Requirement:
Using the film review below, answer these questions:
1. Which edition of the Chicago International Film Festival does the review cover?
2. Where does Undine work?
3. In which earlier film did Paula Beer and Franz Rogowski appear as romantic partners?

Page excerpt:
--- BEGIN ---

CIFF Coverage: Undine, There Is No Evil, MLK/FBI
The 56th Chicago International Film Festival continues through this weekend, and there remains a treasure trove of high quality films from across the world to be watched. Here’s some of the darker highlights if you’re in the mood for something serious.
Undine
Christian Petzold has established himself as one of Germany’s most esteemed directors in the last decade with Phoenix and Transit. This time, he moves from the past to the present with a dramatic romance based on a fairy tale about a water spirit who only has a human soul due to her lover. He must remain loyal to her, or she will lose her soul. The film kicks off with Undine (Paula Beer, a frequent collaborator with Petzold) separated from her boyfriend Johannes. She might have a cozy job in a Berlin history museum and a nice apartment, but her soul is in jeopardy. Before she has time to process the end of their relationship, she runs into Christoph (Franz Rogowski). Christoph charms her by being the German equivalent of a “soft boi”, and their romance takes off – or takes to the water, I should say.
Undine once again demonstrates the remarkable chemistry that Beer and Rogowski have; they last appeared as romantic partners in Transit. Beer uses her big eyes and soft face to convey an otherworldly allure, and Rogowski uses all his sincerity to portray her naïve lover. The film connects Undine’s desire for freedom from her curse with the urban identity of Berlin and her job at the history museum. Undine wishes to be freed from the shackles of recent German history, but the chains might be too strong for anyone to break. Undine is a must watch for any festival goer.

--- END ---

Data section:
--- BEGIN ---

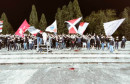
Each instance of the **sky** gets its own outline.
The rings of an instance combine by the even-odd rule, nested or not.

--- END ---

Written solution:
1. The 56th.
2. At a history museum in Berlin.
3. Transit.